Requirement
Write out all of the material below as a numbered list, one line per number, with blank lines dropped. Leave the pictures out.
---
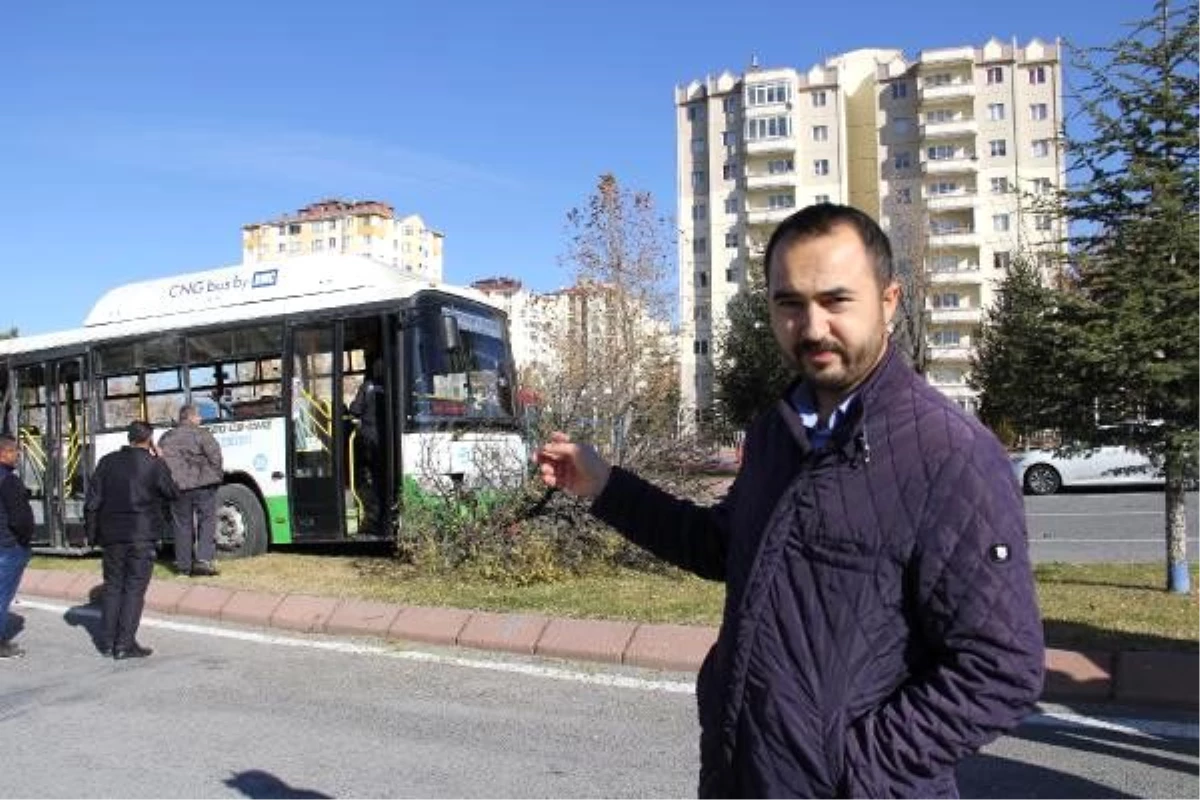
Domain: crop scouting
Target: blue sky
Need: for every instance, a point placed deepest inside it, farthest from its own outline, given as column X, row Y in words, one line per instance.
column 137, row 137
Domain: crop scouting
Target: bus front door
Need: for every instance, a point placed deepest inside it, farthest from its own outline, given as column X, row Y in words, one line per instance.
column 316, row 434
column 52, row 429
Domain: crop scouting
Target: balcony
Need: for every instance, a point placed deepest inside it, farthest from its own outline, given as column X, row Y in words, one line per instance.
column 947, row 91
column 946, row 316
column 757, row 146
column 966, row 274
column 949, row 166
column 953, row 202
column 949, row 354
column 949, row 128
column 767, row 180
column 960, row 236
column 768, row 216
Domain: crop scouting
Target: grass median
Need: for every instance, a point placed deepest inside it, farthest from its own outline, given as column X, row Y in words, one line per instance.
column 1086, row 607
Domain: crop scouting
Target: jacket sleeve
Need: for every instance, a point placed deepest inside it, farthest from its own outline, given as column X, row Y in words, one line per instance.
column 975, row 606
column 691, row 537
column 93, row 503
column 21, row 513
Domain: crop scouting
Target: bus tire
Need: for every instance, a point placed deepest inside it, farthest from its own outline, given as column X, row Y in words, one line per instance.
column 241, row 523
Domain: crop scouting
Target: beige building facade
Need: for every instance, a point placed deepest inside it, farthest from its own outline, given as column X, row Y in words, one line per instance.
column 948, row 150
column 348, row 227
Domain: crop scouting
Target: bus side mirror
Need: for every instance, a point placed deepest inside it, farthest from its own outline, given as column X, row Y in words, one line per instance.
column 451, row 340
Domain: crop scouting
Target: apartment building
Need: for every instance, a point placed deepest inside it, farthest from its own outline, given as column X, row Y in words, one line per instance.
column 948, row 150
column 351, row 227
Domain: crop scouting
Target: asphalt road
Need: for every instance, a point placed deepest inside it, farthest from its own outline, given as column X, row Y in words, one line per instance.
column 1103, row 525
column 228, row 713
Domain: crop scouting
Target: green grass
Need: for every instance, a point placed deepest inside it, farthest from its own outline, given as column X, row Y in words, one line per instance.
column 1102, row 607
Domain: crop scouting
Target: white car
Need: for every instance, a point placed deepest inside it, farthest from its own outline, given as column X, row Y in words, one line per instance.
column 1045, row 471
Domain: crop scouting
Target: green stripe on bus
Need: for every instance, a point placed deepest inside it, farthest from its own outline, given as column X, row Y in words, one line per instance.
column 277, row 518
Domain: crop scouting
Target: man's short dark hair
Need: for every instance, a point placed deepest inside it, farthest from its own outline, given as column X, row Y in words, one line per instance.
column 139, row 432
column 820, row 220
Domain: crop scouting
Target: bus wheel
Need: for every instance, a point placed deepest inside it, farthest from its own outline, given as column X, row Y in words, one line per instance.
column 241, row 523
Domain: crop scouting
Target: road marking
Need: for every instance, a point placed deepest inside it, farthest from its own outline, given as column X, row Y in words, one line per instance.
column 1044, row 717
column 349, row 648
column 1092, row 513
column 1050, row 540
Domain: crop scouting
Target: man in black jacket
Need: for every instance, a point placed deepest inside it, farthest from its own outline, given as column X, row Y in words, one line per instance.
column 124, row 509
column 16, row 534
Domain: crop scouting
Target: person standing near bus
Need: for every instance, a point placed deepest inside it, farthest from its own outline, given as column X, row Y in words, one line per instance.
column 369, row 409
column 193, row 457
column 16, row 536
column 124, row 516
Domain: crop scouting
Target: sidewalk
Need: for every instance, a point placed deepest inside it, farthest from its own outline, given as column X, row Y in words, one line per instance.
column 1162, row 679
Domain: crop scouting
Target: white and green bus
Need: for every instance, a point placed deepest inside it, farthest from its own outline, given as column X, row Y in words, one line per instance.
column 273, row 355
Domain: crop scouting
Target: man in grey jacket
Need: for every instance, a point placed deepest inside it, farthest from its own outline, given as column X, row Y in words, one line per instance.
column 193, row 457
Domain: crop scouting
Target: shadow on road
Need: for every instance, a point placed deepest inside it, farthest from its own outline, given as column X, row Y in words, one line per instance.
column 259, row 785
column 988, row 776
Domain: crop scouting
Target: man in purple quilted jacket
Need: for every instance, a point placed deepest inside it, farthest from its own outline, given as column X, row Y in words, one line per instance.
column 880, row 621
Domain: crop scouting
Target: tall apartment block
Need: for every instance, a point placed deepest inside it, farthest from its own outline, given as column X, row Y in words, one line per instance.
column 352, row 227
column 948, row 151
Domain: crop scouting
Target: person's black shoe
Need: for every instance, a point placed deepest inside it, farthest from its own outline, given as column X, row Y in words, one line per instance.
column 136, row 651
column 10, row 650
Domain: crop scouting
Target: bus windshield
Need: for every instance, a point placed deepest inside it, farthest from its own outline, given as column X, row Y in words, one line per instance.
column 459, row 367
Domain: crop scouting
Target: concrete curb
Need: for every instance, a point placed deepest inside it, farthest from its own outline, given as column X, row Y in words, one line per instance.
---
Exercise solution
1. Domain: crop scouting
2. Target: blue sky
3. Need: for every instance, a point placed deepest inside it, farthest from its own outline, given as column X, row Y in words, one line per instance.
4. column 137, row 137
5. Domain: crop scouting
6. Target: bus front door
7. Need: for every instance, a point placed deepest inside it, farthest from its own outline, given as column X, row Y in words, one line per instance.
8. column 316, row 434
9. column 52, row 429
10. Domain: crop scouting
11. Target: balcony
12. Need: for every instance, a point placed deepest inside it, farthest from its own outline, given as column X, row Y in words, one line per instance.
13. column 947, row 91
14. column 946, row 316
15. column 757, row 146
16. column 966, row 274
17. column 949, row 166
18. column 953, row 202
19. column 949, row 354
20. column 949, row 128
21. column 767, row 180
22. column 960, row 236
23. column 768, row 216
24. Domain: crop scouting
25. Target: grass median
26. Need: for every instance, a point placed deepest inside it, farthest from its own outline, given as column X, row Y in words, one line per instance.
27. column 1086, row 607
28. Domain: crop scouting
29. Target: jacket sleeve
30. Need: for every instance, a point placed deepest inside it, farthest from its own outline, given as column X, row Y in words, one line per instance.
31. column 975, row 606
32. column 691, row 537
33. column 93, row 503
34. column 21, row 513
35. Domain: crop scouting
36. Target: bus tire
37. Need: for every instance, a point placed deepest inside it, farthest from its own outline, given as column X, row Y in words, one line per instance.
38. column 241, row 523
39. Domain: crop scouting
40. Target: beige building facade
41. Need: for every instance, a point placed deepest inside it, farthest from its own outline, given as column X, row Y in words, one line per instance.
42. column 948, row 150
43. column 348, row 227
44. Domain: crop scouting
45. Target: bus side mirror
46. Need: for every instance, a point placed deepest inside it, farthest from its own outline, given as column X, row Y in words, one line per instance.
47. column 451, row 340
48. Domain: crop scouting
49. Target: apartment building
50. Need: for every instance, a point placed deepest inside it, farthest from its own outline, given as column X, row Y in words, one line per instance.
51. column 948, row 150
52. column 351, row 227
53. Domain: crop scouting
54. Target: asphalt road
55. Need: for every instance, a point placed deepest inside it, farthest from its own outline, given as column X, row Y in words, one line per instance.
56. column 1103, row 525
57. column 228, row 713
58. Domain: crop scouting
59. Target: green grass
60. Need: for every instance, a point placed deepest inside it, farthest from its own outline, given as column X, row Y in words, one line per instance.
61. column 1102, row 607
62. Domain: crop scouting
63. Target: white car
64. Need: for every instance, a point placed deepest inside it, farthest from its own outline, given as column X, row Y in words, one line per instance.
65. column 1045, row 471
66. Domain: crop scouting
67. Target: green stripe on bus
68. Need: for every instance, a point placed deepest inside it, farthest from its own outline, given as column X, row Y in words, one line per instance.
69. column 277, row 518
70. Domain: crop scouting
71. Target: man's short dark hair
72. Need: for every instance, a point placed deepest inside it, farthest from its own outline, given as column X, row Y in words, one line per instance.
73. column 139, row 432
74. column 820, row 220
75. Domain: crop scouting
76. Target: bus wheel
77. Need: for every instance, a point placed deepest inside it, farthest from its own outline, given as column X, row Y in words, one line per instance.
78. column 241, row 523
79. Domain: crop scouting
80. Target: road marking
81. Need: for every instance, a point placed deepest inside it, farthest from its own outline, given as column X, row Y in words, one line per instance.
82. column 1044, row 717
83. column 349, row 648
84. column 1092, row 513
85. column 1050, row 540
86. Domain: crop scouting
87. Target: man in black jacket
88. Need: for every instance, a point placed deepest inside it, farthest from its own outline, given as column X, row Y in words, one line per instance.
89. column 124, row 509
90. column 16, row 534
91. Domain: crop scouting
92. Target: person standing near bus
93. Need: for every instance, a point placed deepest inside it, farthest from its own outline, given as column X, row Y in words, one line per instance.
94. column 369, row 409
95. column 193, row 457
96. column 16, row 536
97. column 124, row 516
98. Domain: crop scouting
99. Target: sidewalk
100. Need: for every instance, a point placed deepest inside it, farthest from its own outline, given as column X, row Y in words, one line per instance.
101. column 1162, row 679
102. Domain: crop scouting
103. Target: white and green bus
104. Need: for every instance, a point placed deepest inside it, farthest from its own outline, given as column X, row Y in words, one line per instance.
105. column 273, row 355
106. Domain: crop scouting
107. Target: man in grey jacket
108. Need: for every instance, a point placed deepest inside it, farthest from its own outline, given as column X, row Y in words, one line per instance.
109. column 193, row 457
110. Domain: crop scouting
111. Target: shadow on road
112. Need: for every instance, a point placed deepest inside it, farthest from its own outline, given as column X, row Y in words, one line per instance.
113. column 259, row 785
114. column 988, row 776
115. Domain: crop scouting
116. Target: man in purple quilted jacket
117. Need: for every instance, a point placed deepest inside it, farthest from its own outline, given as column X, row Y in words, one line per instance.
118. column 880, row 621
119. Domain: crop scouting
120. Target: tall apartment block
121. Need: for every instance, a point placed deepest inside it, farthest from its own outline, given as column X, row Y in words, one line per instance.
122. column 352, row 227
123. column 948, row 151
124. Domain: crop scouting
125. Target: person's black shoe
126. Need: for every instance, a point placed deepest inside it, farthest from its own outline, given as column X, row Y in words, one line per instance.
127. column 136, row 651
128. column 10, row 650
129. Domain: crop scouting
130. Target: bus windshield
131. Need: for every instance, a point placed deepest inside it, farthest from its own outline, given as column X, row Y in words, one line per instance.
132. column 459, row 367
133. Domain: crop scouting
134. Target: concrete curb
135. Need: for every instance, a point placed deepest inside it, farthest from its own outline, given as column X, row Y in words, one line per instance.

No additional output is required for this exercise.